Entries from a point annotation set
• • • • •
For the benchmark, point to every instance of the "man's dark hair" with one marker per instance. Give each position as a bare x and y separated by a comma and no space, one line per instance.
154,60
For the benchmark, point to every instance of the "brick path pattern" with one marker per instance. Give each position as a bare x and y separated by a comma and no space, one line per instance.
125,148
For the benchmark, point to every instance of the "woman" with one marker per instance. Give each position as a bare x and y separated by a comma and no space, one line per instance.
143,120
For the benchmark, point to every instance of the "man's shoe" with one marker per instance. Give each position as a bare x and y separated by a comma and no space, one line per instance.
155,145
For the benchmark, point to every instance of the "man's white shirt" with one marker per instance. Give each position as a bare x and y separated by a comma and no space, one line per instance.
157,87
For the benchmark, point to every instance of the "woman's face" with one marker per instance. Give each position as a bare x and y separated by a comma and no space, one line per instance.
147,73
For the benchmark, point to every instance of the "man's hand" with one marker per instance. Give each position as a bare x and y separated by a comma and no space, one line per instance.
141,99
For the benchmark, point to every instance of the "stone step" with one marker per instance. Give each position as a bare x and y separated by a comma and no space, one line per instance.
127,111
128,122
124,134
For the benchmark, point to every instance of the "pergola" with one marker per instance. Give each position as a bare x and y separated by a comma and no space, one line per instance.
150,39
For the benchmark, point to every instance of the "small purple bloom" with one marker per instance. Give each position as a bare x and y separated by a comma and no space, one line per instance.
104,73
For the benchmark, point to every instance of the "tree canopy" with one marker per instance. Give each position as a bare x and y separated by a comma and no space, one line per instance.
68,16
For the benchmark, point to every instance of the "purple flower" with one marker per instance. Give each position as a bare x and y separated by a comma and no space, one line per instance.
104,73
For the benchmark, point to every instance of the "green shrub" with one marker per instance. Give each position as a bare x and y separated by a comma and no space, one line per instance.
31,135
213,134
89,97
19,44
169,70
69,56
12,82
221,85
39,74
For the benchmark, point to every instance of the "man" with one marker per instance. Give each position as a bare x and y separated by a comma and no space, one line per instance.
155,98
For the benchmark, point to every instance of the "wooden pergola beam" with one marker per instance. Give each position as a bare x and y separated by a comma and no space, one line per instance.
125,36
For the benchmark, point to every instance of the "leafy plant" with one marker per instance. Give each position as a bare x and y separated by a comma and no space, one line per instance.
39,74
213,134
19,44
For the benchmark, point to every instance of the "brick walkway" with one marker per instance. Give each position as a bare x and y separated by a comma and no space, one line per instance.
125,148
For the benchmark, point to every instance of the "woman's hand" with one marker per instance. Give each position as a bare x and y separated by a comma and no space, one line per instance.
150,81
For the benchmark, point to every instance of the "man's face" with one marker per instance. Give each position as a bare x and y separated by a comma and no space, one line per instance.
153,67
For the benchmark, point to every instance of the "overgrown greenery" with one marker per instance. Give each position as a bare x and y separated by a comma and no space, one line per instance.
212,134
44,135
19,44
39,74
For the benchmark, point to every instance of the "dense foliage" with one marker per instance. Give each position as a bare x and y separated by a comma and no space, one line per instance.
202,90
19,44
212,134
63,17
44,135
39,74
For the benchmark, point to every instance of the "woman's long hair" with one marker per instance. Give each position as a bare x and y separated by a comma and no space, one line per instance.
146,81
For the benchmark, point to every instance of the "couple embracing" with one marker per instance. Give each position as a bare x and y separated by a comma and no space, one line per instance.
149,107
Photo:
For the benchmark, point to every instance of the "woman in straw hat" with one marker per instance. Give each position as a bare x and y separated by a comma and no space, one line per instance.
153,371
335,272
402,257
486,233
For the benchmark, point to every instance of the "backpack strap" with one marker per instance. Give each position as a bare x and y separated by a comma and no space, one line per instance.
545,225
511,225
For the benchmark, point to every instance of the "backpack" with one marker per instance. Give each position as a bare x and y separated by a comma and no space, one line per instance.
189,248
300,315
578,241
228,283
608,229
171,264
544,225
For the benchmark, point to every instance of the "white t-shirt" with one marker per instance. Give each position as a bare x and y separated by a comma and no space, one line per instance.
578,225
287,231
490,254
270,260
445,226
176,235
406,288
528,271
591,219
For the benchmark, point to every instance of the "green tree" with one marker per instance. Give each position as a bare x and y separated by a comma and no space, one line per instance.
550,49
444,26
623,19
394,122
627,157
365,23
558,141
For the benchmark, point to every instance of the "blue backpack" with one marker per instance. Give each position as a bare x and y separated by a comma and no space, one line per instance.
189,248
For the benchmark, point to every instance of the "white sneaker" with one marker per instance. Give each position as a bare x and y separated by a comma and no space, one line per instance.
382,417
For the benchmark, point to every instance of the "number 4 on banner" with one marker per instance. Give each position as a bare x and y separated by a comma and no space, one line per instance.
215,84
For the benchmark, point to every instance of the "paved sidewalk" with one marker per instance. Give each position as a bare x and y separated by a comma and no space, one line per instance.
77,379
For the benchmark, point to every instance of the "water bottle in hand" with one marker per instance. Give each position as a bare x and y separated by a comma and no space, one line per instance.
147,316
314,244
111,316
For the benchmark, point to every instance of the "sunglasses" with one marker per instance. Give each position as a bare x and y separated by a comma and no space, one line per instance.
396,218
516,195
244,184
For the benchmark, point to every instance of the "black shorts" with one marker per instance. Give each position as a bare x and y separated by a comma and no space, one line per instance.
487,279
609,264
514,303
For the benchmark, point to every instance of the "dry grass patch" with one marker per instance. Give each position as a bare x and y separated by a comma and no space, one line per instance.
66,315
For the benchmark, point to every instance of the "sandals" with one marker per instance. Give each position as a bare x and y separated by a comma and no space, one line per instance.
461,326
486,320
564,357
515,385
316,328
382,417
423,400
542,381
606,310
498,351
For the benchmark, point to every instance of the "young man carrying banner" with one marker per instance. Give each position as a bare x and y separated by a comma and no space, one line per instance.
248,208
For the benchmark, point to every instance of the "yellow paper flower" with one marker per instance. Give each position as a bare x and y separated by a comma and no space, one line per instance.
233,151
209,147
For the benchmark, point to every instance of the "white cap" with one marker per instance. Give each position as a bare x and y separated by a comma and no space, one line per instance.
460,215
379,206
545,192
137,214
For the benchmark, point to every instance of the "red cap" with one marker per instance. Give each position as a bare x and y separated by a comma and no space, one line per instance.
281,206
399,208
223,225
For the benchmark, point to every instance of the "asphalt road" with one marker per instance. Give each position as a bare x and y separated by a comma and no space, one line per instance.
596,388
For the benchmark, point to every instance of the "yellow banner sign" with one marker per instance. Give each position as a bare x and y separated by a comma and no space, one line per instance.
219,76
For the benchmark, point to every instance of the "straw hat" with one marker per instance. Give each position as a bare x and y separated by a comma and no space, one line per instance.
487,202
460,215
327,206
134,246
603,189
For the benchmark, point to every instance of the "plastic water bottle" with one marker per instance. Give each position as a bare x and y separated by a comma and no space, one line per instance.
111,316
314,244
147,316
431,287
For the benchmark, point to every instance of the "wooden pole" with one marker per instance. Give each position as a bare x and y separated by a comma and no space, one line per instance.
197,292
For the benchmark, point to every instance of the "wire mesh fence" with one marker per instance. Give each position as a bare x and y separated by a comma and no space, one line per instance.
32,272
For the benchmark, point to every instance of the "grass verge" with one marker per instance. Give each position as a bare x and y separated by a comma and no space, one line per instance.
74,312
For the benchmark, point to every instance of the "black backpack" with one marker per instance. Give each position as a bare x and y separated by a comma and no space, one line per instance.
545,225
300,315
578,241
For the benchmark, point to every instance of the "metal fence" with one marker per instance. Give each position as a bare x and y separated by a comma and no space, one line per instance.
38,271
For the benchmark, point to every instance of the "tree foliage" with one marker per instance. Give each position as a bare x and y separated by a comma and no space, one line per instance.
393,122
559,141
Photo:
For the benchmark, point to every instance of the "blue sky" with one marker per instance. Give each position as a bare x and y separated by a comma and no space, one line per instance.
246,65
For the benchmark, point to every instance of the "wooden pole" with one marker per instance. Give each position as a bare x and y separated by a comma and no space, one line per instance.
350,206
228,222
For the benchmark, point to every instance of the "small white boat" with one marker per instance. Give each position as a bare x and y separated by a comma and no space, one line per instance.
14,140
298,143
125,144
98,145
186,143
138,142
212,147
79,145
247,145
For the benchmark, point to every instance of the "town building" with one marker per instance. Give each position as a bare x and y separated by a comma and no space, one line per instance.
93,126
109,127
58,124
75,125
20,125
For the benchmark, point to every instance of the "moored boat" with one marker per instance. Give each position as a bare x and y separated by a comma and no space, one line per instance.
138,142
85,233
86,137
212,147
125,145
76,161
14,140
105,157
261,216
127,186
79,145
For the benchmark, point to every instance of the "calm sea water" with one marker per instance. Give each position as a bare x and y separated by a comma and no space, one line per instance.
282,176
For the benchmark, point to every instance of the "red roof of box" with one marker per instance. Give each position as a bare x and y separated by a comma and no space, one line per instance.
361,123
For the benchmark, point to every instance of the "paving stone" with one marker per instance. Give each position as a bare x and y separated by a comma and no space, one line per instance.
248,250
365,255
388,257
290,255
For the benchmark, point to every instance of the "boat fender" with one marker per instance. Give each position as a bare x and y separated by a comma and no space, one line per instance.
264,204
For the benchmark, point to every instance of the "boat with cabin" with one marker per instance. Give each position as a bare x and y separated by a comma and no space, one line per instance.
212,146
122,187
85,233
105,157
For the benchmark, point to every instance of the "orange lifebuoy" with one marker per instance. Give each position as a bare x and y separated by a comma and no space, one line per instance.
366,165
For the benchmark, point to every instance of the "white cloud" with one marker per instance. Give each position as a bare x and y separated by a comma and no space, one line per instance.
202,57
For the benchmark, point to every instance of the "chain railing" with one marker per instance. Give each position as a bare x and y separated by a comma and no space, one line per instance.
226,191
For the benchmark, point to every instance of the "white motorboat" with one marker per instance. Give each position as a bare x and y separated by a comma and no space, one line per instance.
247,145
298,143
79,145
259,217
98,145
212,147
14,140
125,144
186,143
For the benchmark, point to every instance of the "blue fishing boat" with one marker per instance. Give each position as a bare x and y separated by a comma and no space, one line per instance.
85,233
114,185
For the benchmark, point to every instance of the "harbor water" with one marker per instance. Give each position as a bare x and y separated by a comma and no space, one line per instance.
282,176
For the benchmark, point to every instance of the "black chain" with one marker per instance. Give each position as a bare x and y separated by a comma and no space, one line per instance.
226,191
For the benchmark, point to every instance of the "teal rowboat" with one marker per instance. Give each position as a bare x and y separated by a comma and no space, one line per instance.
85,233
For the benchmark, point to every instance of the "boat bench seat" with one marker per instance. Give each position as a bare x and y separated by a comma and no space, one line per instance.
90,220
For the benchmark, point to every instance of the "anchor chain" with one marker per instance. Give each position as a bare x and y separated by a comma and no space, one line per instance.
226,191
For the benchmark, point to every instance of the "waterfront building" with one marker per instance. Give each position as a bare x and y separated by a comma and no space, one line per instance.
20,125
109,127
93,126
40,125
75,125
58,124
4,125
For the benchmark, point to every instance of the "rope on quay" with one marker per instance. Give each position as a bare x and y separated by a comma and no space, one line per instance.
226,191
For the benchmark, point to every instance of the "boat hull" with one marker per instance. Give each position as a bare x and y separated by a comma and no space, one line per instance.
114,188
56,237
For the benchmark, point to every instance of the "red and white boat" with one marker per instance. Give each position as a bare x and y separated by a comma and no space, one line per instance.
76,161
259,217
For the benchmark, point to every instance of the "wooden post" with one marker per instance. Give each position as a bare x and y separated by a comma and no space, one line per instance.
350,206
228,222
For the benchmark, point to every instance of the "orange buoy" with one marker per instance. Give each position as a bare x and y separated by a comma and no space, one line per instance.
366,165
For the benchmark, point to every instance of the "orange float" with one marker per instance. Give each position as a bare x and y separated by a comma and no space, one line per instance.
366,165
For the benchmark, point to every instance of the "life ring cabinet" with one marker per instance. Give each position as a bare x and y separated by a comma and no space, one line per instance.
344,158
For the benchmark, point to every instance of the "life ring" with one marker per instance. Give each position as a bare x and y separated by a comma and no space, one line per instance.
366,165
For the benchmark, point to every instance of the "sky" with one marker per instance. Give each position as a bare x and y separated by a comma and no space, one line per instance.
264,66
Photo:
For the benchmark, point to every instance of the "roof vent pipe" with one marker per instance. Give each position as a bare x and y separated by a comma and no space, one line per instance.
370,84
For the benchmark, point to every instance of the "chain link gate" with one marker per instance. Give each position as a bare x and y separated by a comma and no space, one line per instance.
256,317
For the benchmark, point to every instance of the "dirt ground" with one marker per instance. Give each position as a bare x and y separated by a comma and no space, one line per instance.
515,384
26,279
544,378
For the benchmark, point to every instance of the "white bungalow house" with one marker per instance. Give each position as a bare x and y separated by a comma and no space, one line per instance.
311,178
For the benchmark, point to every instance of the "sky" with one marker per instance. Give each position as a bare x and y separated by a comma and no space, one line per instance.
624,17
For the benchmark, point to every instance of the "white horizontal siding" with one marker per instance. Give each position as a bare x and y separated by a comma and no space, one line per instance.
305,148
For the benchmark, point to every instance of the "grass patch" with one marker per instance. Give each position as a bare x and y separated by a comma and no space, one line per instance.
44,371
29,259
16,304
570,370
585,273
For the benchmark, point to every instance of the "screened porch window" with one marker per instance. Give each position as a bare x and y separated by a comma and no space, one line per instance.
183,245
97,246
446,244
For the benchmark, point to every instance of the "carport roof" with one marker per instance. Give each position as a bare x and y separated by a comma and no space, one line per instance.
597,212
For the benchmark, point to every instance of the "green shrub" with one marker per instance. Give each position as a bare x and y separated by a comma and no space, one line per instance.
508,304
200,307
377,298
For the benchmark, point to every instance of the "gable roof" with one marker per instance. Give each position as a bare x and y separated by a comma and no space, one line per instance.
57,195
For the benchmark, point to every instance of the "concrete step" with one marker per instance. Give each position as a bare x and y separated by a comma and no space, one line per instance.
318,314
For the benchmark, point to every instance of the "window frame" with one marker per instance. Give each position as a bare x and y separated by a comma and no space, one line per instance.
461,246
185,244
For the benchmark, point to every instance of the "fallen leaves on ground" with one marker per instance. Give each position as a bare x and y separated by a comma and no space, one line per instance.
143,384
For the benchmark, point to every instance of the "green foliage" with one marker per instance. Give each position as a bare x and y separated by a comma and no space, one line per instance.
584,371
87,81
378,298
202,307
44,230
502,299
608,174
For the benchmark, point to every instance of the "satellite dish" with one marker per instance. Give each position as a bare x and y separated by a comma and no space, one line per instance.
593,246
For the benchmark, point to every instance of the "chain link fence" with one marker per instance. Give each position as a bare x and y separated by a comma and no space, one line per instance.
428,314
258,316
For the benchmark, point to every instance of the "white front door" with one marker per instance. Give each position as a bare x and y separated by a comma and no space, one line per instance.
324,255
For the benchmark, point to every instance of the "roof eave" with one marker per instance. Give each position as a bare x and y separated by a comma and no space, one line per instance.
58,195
• • • • •
GOAL: From the records above, extract every line that contains the word "orange", treating case as significant.

COMPLETE RESPONSE:
For the benchmark, point to every instance of the "orange lifebuoy" with one marker per instance. Give each position as a bare x and y separated by a comma and no space, one line per instance.
For the benchmark, point to every instance of the "orange buoy" with one marker per instance. Give each position as a bare x and y separated by a comma and no space, one line per instance.
For the benchmark, point to every instance of the "orange float" with one marker per instance. Give each position as a bare x and y separated by a comma and no space, one line per instance.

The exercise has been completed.